**WORK ITEM:**
Word for word, reproduce every line of the data.

(Dataset entries)
------------------------------------------------

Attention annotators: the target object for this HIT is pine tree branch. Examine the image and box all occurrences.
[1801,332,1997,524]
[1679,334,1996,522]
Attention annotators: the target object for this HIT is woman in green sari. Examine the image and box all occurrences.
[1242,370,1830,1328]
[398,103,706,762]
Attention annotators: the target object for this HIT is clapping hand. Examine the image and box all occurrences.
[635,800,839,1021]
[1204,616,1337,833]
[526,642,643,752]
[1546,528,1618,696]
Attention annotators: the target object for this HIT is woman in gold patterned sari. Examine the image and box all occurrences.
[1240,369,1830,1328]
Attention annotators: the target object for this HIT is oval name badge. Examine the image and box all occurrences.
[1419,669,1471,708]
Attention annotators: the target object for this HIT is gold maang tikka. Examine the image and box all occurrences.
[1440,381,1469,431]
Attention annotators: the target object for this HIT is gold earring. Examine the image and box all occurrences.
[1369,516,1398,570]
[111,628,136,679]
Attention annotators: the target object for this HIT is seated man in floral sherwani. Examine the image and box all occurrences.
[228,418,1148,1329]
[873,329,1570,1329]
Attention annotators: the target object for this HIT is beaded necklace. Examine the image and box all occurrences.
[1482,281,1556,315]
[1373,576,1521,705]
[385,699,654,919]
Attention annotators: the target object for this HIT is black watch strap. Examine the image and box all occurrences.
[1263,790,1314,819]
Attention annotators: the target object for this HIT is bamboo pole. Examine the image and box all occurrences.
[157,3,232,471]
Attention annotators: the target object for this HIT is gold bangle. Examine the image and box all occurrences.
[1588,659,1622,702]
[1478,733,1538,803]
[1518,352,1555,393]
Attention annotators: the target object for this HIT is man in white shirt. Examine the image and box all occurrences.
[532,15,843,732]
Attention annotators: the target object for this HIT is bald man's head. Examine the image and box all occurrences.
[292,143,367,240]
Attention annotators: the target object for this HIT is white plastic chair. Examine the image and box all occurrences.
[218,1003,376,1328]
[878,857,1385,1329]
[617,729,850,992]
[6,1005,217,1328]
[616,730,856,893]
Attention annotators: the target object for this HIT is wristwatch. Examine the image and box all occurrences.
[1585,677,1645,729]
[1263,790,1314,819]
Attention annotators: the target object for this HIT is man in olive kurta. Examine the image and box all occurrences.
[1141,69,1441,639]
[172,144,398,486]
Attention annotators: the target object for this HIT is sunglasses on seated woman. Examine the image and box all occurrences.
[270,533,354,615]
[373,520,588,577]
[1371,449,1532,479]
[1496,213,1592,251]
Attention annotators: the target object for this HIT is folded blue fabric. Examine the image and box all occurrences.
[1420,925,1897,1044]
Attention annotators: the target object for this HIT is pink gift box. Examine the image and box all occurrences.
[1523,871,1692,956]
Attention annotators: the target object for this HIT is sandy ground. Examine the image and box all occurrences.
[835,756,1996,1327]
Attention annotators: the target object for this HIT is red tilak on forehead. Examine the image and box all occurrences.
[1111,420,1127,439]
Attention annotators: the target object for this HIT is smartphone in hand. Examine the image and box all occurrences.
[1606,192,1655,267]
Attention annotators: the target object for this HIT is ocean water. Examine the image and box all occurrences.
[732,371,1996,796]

------------------------------------------------

**RESPONSE BOX:**
Attention annotators: the target object for this HIT is pine tree branch. Examine the image and box all occurrences.
[1801,332,1997,524]
[1679,334,1996,522]
Attention annotators: the target object for this HIT is woman in green sari. Examine the image and box all occurrences.
[1242,370,1830,1328]
[398,103,706,762]
Attention annotators: the target object for this HIT is clapping hand. Examine the image and box all occurrences.
[635,800,839,1021]
[1204,616,1337,833]
[526,642,643,752]
[1546,528,1618,696]
Attention annotators: the target object for this HIT is woman in gold patterned sari. Examine the image and box all occurrences.
[1240,369,1830,1328]
Attention annotators: the target object for this HIT is oval name badge. Examine the image and box all occurrences.
[1419,669,1471,708]
Attention annotators: the target object for this HIT is gold maang tikka. Examine the image and box all occurrences.
[1440,381,1469,431]
Attention annotators: the target object for this HIT is gold earring. Examine the image and box all occurrences.
[1369,516,1398,570]
[111,628,136,679]
Attention annotators: the target object for this HIT is seated man in floral sherwani. Examine the image and box all occurrences.
[228,418,1148,1329]
[873,329,1570,1329]
Attention annotators: the target object for this HIT is beaded necklace. Examine the image and box all occurrences.
[1482,281,1556,315]
[1373,576,1521,705]
[385,699,654,919]
Attention annotators: the target object for this HIT is black watch strap. Examine the image and box all occurrences.
[1263,790,1314,819]
Attention annotators: the target object for this HIT is bamboo pole. Examine the image and box all occurrences.
[157,3,232,471]
Attention annotators: the target object for this HIT is gold bangle. Examine the image and box all occurrences.
[1588,659,1622,702]
[1478,733,1538,803]
[1518,352,1555,393]
Attention annotators: the target object for this HIT is man in white shirt. Examine the image and box all occurrences.
[532,15,843,732]
Attention annotators: the target object for this HIT is bald man's head. Examine the image and box all occurrences.
[292,143,367,240]
Attention annotators: the target object for this HIT is white plastic chair. Examine the image and box all occurrences.
[218,1003,376,1328]
[878,857,1385,1329]
[617,729,850,992]
[6,1005,217,1328]
[616,730,856,893]
Attention annotators: the target object for this HIT is wristwatch. Examine the image and box all occurrences.
[1585,677,1645,729]
[1263,790,1314,819]
Attention annotators: the target object for this HIT is man in olive kurta. Examine the image and box all occurrences.
[1141,69,1441,639]
[172,144,398,486]
Attention annotators: the target object for this HIT is sunglasses on seated woman. Examine the image and box all occurrences.
[270,533,354,615]
[373,520,588,577]
[1371,449,1532,479]
[1496,213,1592,251]
Attention annotators: the target object for this HIT is folded blue fabric. Examine the image and box all occurrences.
[1420,925,1897,1044]
Attention annotators: the target object for this HIT is pink gift box. Examine the image and box all occurrences.
[1523,871,1692,956]
Attention annotators: the target object for this HIT is sandy ground. Examine the image and box all occurrences.
[835,756,1996,1327]
Attention annotators: the target object for this HIT is red tilak on forehead. Examine the image and box all occurrences.
[1111,420,1127,439]
Attention annotators: the target object for this HIT is smartphone in hand. Examine the image and box all occurrences.
[1606,192,1655,267]
Attention annotators: the target object for this HIT is ocean water. Examine the image and box all occurrences.
[732,371,1996,796]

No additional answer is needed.